### 原文 ###

欢迎访问《生态学杂志》官方网站,今天是 分享到:

生态学杂志 ›› 2021, Vol. 40 ›› Issue (2): 381-391.doi: 10.13292/j.1000-4890.202102.002

• 研究报告 • 上一篇    下一篇

水位埋深和微地貌对金川泥炭土壤微生物活性及甲烷功能基因的影响

张雪冰1,2,孟迪1,2,陈蕾1,2,王梓橦1,2,杨倩楠1,2,常青1,2*,樊宪磊1,2   

  1. 1长白山地理过程与生态安全教育部重点实验室, 长春 130024;2东北师范大学地理科学学院, 长春 130024)
  • 出版日期:2021-02-10 发布日期:2021-07-09

Effects of depth to water table and micro-topography on microbial activity and methane functional genes of peat bog in Jinchuan.

### 记录内容 ###

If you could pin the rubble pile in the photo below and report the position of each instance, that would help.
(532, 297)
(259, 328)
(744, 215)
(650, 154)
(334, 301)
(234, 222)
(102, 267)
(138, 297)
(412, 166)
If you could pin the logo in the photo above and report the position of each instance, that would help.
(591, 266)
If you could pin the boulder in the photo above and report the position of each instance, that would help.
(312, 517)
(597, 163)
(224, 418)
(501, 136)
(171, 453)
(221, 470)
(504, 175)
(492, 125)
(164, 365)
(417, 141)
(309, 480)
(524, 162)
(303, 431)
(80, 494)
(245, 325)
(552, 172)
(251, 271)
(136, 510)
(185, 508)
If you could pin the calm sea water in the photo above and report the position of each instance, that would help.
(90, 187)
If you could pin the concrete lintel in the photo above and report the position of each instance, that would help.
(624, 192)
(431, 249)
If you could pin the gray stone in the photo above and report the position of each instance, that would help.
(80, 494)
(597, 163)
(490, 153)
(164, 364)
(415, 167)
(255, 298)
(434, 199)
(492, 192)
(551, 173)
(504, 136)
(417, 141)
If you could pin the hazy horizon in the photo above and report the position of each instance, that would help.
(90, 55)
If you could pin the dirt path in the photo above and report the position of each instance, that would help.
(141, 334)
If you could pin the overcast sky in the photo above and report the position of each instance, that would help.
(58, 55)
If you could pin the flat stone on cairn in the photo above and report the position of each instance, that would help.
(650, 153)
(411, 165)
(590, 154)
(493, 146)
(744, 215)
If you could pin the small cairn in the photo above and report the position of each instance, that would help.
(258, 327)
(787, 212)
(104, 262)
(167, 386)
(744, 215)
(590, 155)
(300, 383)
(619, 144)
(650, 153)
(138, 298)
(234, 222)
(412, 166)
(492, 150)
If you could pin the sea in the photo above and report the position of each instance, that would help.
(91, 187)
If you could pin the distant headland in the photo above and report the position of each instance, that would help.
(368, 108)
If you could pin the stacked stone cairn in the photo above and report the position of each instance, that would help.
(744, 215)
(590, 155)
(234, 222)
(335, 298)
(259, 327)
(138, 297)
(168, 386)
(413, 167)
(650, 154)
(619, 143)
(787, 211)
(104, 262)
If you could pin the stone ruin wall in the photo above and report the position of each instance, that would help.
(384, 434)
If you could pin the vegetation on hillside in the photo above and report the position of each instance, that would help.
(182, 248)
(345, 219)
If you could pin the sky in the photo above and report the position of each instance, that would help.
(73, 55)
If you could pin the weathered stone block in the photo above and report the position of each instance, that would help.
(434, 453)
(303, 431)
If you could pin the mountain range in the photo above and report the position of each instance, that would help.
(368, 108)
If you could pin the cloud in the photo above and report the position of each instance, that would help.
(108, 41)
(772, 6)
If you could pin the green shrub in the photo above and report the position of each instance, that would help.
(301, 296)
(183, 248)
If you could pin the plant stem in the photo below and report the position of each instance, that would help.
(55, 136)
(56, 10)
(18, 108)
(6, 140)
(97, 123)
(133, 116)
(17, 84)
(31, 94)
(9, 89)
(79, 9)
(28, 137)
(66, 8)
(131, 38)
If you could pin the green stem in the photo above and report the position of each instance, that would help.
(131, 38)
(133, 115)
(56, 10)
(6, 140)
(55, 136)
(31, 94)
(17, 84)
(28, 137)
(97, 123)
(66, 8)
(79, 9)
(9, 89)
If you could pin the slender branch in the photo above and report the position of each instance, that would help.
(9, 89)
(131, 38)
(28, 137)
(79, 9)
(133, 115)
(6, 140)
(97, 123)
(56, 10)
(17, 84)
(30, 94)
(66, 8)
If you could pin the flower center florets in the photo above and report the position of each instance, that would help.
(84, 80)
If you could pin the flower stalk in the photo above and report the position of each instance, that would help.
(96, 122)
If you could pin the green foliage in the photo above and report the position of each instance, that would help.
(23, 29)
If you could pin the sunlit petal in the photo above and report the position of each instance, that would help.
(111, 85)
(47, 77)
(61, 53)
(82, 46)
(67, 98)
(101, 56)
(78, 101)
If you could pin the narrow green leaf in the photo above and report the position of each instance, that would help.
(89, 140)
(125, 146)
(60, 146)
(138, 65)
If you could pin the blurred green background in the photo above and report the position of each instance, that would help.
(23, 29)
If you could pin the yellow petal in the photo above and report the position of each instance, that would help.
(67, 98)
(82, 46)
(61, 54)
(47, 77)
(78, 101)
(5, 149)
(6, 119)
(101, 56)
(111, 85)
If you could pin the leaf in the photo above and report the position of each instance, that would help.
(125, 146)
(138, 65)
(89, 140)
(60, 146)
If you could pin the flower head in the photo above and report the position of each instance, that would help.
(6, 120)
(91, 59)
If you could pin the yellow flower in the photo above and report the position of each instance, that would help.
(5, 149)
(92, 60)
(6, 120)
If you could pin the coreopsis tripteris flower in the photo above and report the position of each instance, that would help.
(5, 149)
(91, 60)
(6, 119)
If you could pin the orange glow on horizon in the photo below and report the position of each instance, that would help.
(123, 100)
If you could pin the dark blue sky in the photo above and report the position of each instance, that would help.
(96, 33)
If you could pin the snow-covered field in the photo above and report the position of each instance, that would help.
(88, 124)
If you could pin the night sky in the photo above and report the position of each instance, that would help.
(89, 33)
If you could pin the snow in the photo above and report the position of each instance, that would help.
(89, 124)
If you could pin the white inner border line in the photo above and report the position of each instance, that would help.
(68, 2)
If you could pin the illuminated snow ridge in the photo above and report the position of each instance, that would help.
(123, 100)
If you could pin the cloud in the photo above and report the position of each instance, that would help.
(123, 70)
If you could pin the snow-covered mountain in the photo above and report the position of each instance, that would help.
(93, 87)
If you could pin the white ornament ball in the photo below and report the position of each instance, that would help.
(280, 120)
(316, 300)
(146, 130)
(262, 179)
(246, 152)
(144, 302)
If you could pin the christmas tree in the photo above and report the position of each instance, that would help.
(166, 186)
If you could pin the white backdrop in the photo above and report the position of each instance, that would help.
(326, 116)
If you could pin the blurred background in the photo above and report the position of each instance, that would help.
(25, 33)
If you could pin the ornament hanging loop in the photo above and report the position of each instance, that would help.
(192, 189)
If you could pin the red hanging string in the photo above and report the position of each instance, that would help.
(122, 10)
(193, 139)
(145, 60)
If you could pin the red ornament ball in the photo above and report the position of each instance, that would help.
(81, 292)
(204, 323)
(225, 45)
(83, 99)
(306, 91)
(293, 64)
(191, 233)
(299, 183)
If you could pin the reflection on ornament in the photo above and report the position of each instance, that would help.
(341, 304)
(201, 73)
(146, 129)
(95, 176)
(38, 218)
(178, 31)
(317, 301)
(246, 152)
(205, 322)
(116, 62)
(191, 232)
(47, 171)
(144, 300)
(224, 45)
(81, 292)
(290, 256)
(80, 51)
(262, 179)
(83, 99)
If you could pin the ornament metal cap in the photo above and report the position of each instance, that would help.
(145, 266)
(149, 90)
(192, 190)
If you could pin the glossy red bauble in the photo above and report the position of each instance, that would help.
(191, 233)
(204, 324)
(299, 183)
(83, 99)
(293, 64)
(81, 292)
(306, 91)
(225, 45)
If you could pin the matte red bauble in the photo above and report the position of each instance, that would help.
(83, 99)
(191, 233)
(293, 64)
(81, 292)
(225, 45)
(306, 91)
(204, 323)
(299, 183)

###

把上面讲金川泥炭的那篇文字中从“生态学杂志 ›› 2021, Vol.”到“130024;2东北师范大学地理科学学院, 长春 130024)”的部分一字不改地再写一遍。

生态学杂志 ›› 2021, Vol. 40 ›› Issue (2): 381-391.doi: 10.13292/j.1000-4890.202102.002

• 研究报告 • 上一篇    下一篇

水位埋深和微地貌对金川泥炭土壤微生物活性及甲烷功能基因的影响

张雪冰1,2,孟迪1,2,陈蕾1,2,王梓橦1,2,杨倩楠1,2,常青1,2*,樊宪磊1,2   

  1. 1长白山地理过程与生态安全教育部重点实验室, 长春 130024;2东北师范大学地理科学学院, 长春 130024)